→ **Supplied data**
::::::

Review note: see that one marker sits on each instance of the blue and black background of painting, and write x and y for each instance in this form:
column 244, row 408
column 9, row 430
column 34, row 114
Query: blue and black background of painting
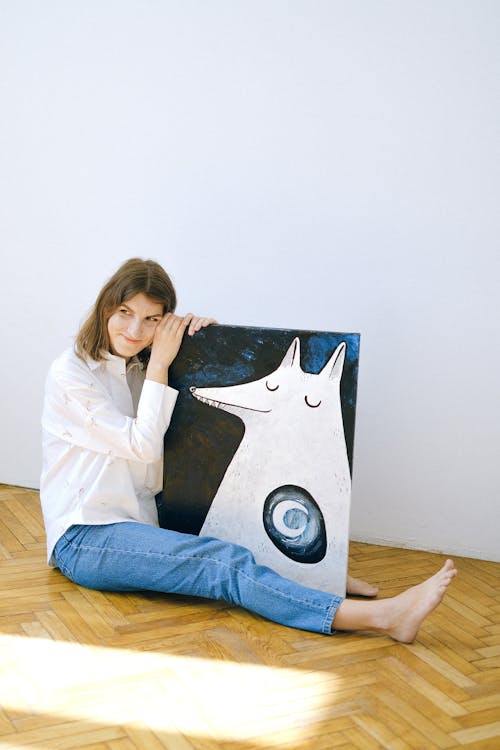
column 201, row 439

::::::

→ **What you need to do**
Set down every record once more, word for word, without pictures.

→ **Completed exercise**
Review note: see that one marker sits on each instance of the blue and black background of painting, and write x and y for each instance in this form:
column 244, row 408
column 9, row 430
column 34, row 114
Query: blue and black background of painting
column 201, row 439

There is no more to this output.